- [Task to carry out]:
Reproduce the records below, putting "image" wherever "photograph" appears and keeping everything else unchanged.

(Dataset entries)
(begin)
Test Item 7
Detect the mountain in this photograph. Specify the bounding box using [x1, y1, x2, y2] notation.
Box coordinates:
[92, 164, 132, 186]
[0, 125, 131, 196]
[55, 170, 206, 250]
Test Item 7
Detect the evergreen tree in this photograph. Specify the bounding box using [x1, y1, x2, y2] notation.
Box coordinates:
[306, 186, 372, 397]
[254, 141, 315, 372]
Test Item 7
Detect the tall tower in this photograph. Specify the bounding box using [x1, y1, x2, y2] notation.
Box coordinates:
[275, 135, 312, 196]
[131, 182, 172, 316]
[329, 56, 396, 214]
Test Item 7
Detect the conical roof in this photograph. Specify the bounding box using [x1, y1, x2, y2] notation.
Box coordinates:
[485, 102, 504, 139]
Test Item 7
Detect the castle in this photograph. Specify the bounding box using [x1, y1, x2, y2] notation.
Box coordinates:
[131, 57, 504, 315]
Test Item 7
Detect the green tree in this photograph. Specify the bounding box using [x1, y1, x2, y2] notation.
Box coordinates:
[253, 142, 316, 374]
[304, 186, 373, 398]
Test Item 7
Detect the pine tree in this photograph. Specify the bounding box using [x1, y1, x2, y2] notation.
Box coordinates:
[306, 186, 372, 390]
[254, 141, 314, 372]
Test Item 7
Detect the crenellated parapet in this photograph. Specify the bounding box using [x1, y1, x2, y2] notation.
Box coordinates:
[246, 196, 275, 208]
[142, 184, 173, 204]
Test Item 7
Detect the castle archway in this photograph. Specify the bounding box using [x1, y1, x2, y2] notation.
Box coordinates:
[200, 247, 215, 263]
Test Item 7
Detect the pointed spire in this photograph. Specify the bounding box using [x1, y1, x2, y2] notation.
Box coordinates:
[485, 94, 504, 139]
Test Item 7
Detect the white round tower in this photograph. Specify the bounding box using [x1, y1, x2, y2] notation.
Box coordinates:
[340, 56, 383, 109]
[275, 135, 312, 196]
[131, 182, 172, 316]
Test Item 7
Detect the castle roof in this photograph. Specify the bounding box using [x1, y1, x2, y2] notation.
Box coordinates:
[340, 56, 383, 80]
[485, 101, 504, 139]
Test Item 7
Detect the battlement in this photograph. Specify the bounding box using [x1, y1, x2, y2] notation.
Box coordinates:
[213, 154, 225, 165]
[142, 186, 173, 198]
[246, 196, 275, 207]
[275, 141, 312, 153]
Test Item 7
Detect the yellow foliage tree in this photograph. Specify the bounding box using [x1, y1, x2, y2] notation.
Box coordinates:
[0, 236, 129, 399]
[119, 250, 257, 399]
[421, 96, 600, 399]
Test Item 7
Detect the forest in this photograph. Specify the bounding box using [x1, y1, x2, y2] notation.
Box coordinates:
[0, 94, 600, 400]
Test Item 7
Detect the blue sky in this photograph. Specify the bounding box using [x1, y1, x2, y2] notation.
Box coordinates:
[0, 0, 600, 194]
(end)
- [The answer]:
Test Item 7
Detect the mountain in this image. Specify the bounding box using [x1, y1, x2, y2] notation.
Box coordinates:
[92, 164, 132, 186]
[0, 125, 131, 196]
[55, 170, 206, 250]
Test Item 7
Detect the evergreen tree in this image. Specify the bounding box using [x1, y1, x2, y2] notation.
Box coordinates:
[306, 186, 372, 397]
[254, 141, 315, 372]
Test Item 7
Detect the tall tower in this image. Specify the bounding box using [x1, y1, x2, y2] notation.
Box coordinates:
[275, 135, 312, 196]
[131, 182, 172, 316]
[329, 56, 396, 214]
Test Item 7
Detect the conical roof in this image. Specify the bounding box using [x1, y1, x2, y2] notation.
Box coordinates:
[485, 102, 504, 139]
Test Item 7
Detect the castle in this image. Specify the bounding box using [x1, y1, x2, y2] notation.
Box coordinates:
[131, 57, 504, 315]
Test Item 7
Detect the green tree in this image. Specify the bounding box using [x1, y1, x2, y2] notation.
Box coordinates:
[253, 142, 316, 374]
[304, 186, 373, 398]
Test Item 7
Detect the pine tree in this image. Specify the bounding box using [x1, y1, x2, y2] notation.
Box coordinates:
[306, 186, 372, 390]
[254, 141, 314, 372]
Test Item 7
Detect the crenellated parapet in this image. Specify the bounding box using [x1, y1, x2, y2] notation.
Box coordinates:
[246, 196, 275, 208]
[142, 184, 173, 204]
Test Item 7
Detect the castle archway in this image. Specify the bounding box using [x1, y1, x2, y2] notation.
Box coordinates:
[200, 247, 215, 263]
Test Item 7
Detect the pointed spire in this image. Specify the bounding box using [x1, y1, x2, y2] notation.
Box coordinates:
[485, 94, 504, 139]
Test Item 7
Detect the white round tower in this image. Specify the bounding box using [x1, y1, x2, y2] notation.
Box coordinates:
[340, 56, 383, 109]
[275, 135, 312, 196]
[131, 182, 172, 316]
Test Item 7
Detect the castle roof in this image. Specify the bounding box using [x1, y1, x2, y2] notation.
Box coordinates:
[340, 56, 383, 80]
[485, 101, 504, 139]
Test Item 7
Detect the battlement in this image. Specify the bounding box using [x1, y1, x2, y2] notation.
Box coordinates:
[213, 154, 225, 165]
[142, 186, 173, 198]
[246, 196, 275, 207]
[275, 141, 312, 153]
Test Item 7
Detect the yellow foliage tree in this image. Specify the bounding box using [x1, y1, x2, y2] notation.
Box coordinates:
[0, 236, 129, 399]
[119, 250, 257, 399]
[421, 96, 600, 399]
Test Item 7
Detect the forest in this image. Specify the bounding box using [x1, y1, x2, y2] notation.
Box coordinates:
[0, 94, 600, 400]
Test Item 7
Detect the blue sky in this image. Specify the bounding box using [x1, y1, x2, y2] notation.
Box coordinates:
[0, 0, 600, 194]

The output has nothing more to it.